▶ Text under study:
==========

Food Expiration Dates: Reversal of Fortune

At a store today I saw two containers of Siggis “Icelandic style” yogurt I wanted. One said “best by 4/27/09”; the other said “best by 5/18/09”. To my shock I realized the older one was better. It had more bacteria.

The opposite of what we’re supposed to think.

Expired food — don’t throw it out, give it to me.

10 Replies to “Food Expiration Dates: Reversal of Fortune”

  1. Wouldn’t you also get similar ‘living food’ effects by just leaving your food out unrefrigerated for a while before consumption?

    For times when you can’t get to a whole foods like on business trips, it might be a good way to get your bacteria…buy the food that ‘drips’ the most (cheeseburger, soup, cole slaw etc.) and leave it out.

  2. I’m enjoying my first ever home made (from paste, not packet) bowl of miso soup – I can just feel those bacteria multiplying!

  3. I thought you were making your own yogurt – as I plan to do. What does this store bought yogurt offer that home made does not?

    On a related note, you’ve given us so many recommendations over the months … do you maintain a central list of preferred fermented foodstuffs and brands? Thanks.

  4. Ashish, you’re right, homemade is much better. I’m away from home, that’s why I’m eating store-bought yogurt. This particular brand is unusually strong.

  5. Confidence, by “better” I mean healthier. I eat yogurt for the bacteria — the more bacteria the better.

    Chris, yes, I believe I can improve food by leaving it unrefrigerated, and I’ve been doing that.

  6. Is variety of bacteria an important part of your hypothesis?

    I ask because, the process of pickling, which is an anaerobic fermentation process as well, is done specifically to preserve food by making the food hostile to (other) forms of bacteria. Thus the food after pickling, contains fewer variety of bacteria than before, but a higher volume of the fermenting bacteria (I’m guessing).

==========

▶ Dataset content:
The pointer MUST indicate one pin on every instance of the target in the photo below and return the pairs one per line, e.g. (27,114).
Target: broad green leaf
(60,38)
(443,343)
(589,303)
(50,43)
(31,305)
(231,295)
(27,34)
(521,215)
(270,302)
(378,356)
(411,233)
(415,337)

==========

▶ Exercise description: Reproduce the expiration-date post word for word, starting at "Expired food —" and ending at "and brands? Thanks.". Work from the expiration-date post alone.

▶ Final answer:
Expired food — don’t throw it out, give it to me.

10 Replies to “Food Expiration Dates: Reversal of Fortune”

  1. Wouldn’t you also get similar ‘living food’ effects by just leaving your food out unrefrigerated for a while before consumption?

    For times when you can’t get to a whole foods like on business trips, it might be a good way to get your bacteria…buy the food that ‘drips’ the most (cheeseburger, soup, cole slaw etc.) and leave it out.

  2. I’m enjoying my first ever home made (from paste, not packet) bowl of miso soup – I can just feel those bacteria multiplying!

  3. I thought you were making your own yogurt – as I plan to do. What does this store bought yogurt offer that home made does not?

    On a related note, you’ve given us so many recommendations over the months … do you maintain a central list of preferred fermented foodstuffs and brands? Thanks.